--- Start of RECORD LIST ---
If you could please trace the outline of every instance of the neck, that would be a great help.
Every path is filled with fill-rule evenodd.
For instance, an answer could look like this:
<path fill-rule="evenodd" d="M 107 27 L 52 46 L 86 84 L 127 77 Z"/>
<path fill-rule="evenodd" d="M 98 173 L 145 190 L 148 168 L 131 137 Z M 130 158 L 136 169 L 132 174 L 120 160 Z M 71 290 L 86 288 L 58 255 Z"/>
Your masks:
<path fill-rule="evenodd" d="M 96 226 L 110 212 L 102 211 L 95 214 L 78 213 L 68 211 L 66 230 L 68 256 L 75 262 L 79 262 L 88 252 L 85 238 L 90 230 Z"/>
--- End of RECORD LIST ---
Print all of the material above again, line for line, with nothing changed.

**SOLVED PROBLEM:**
If you could please trace the outline of every instance of the neck, that would be a great help.
Every path is filled with fill-rule evenodd.
For instance, an answer could look like this:
<path fill-rule="evenodd" d="M 107 27 L 52 46 L 86 84 L 127 77 Z"/>
<path fill-rule="evenodd" d="M 98 173 L 145 190 L 148 168 L 131 137 Z M 130 158 L 136 169 L 132 174 L 120 160 Z M 71 290 L 86 288 L 58 255 Z"/>
Your masks:
<path fill-rule="evenodd" d="M 96 226 L 110 212 L 102 211 L 95 214 L 78 213 L 68 211 L 66 230 L 68 256 L 75 262 L 79 262 L 88 252 L 85 238 L 90 230 Z"/>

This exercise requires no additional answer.